--- Questions on the material ---
A) Using the eating disorder blog posts, answer these:
(i) According to the posts, how do people often experience the eating disorder thought process of anorexia?
(ii) What can successful therapy for severe anorexia often feel like?
(iii) Which symptoms do the posts list as commonly developing secondary to chronic eating symptoms?
B) Write out the section of the eating disorder blog posts starting at "These questions are" and ending at "is equally critical.".

(Beginning of Selected passage)

3/12/20

Treating Anorexia as a Process of Reprogramming

Anorexia is one of the most intransigent psychiatric illnesses to treat, certainly much harder than any other eating disorder.
In this blog, I have written extensively about the eating disorder thought process of anorexia. People often experience it as screaming in their head, almost a person’s voice telling them what to do. The more they disobey these thoughts, the louder the screams get.

These are not psychotic symptoms which entail people hearing or seeing things that aren’t there. These voices are thoughts in one’s mind, disembodied thoughts that don’t fully seem like one’s own individual thoughts.

The person with anorexia often feels taken over by the thoughts to the point that their own thoughts and feelings are pushed aside and replaced by the eating disorder. One’s personality, wishes and feelings all become secondary to the demands of the eating disorder thoughts.

Successful therapy for severe anorexia can often feel like reprogramming: a process of unearthing the person’s true thoughts and feelings after years of being buried under the illness. The treatment involves creating a strong bond between the therapist and actual person to help the person to question the eating disorder thoughts and motives.

Once the person begins to question the thoughts, it leads to the possibility of considering others options. Is being so starved actually something that improves one’s life? Does it feel good to be sick and weak? Is being underweight a true accomplishment? Why is it worth forgoing everything else in life that matters? Isn’t it better to have real relationships than only a relationship with your eating disorder?

These questions are a start, but even when the person can see the contradictions, questioning the anorexia still feels like betraying these thoughts that have protected the person, kept her safe and made sure she felt ok. The step towards reframing this concept of betrayal as a process of moving forward in one’s life is equally critical.

It is almost as if recovery from anorexia is a reprogramming after being brainwashed by this illness. I can’t think of another Illness that coopts brain function yet still leaves the rest of one’s abilities intact.

The next post will address a secondary effect of anorexia. Namely, how does the concept of anorexia as brainwashing open the door to the cult of the brilliant clinician?

3/5/20

Secondary Diagnoses with Eating Disorders

Diagnoses in psychiatry are inherently confusing. There are categories with several criteria for each illness. If a patient fulfills enough of the symptoms, they receive the diagnosis. There are no definitive tests or diagnostic scans but only empirical data clinicians use to agree on definitions of illness.
This approach to mental illness was created to codify a language clinicians use to communicate with each other. However, it also leaves many people with a handful of diagnoses—a grab bag of symptoms which mean very little to patients when thrown together.

This experience is common for people with eating disorders. Most often, people with eating disorders develop a number of other symptoms secondary to the chronic eating symptoms such as depression, anxiety or OCD. The list of diagnoses following an eating disorder on a chart is often of little value. Normalizing eating almost always eliminates these issues as well. In other words, the eating disorder is usually the primary problem.

Some patients who have been ill for some time are excited or hopeful about the idea that another diagnosis may be the core issue. Their hope is that this new diagnosis opens the door for a clearer path to wellness.

(End of Selected passage)
(Beginning of Information supplied)

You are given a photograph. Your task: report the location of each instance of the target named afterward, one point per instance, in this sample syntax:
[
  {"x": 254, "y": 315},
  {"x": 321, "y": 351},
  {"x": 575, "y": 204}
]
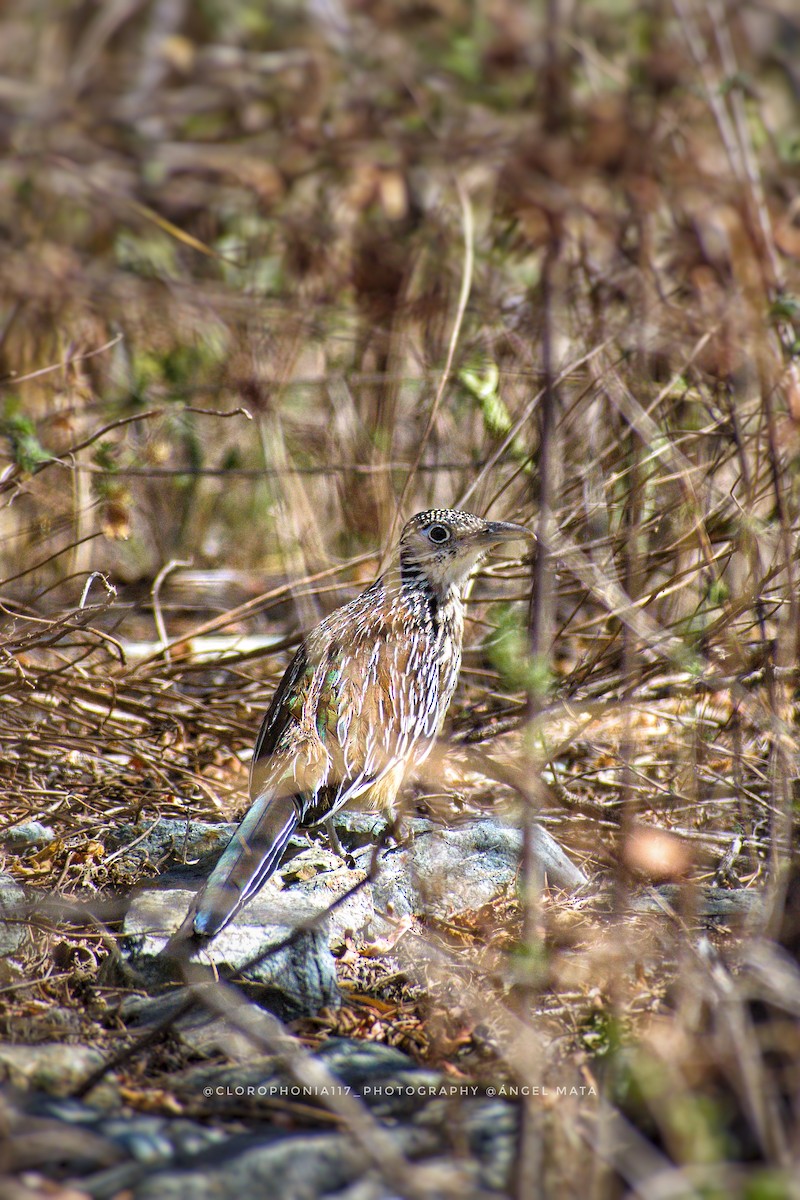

(End of Information supplied)

--- Results in order ---
A)
(i) As screaming in their head, almost a person's voice telling them what to do.
(ii) Reprogramming.
(iii) Depression, anxiety or OCD.

B)
These questions are a start, but even when the person can see the contradictions, questioning the anorexia still feels like betraying these thoughts that have protected the person, kept her safe and made sure she felt ok. The step towards reframing this concept of betrayal as a process of moving forward in one’s life is equally critical.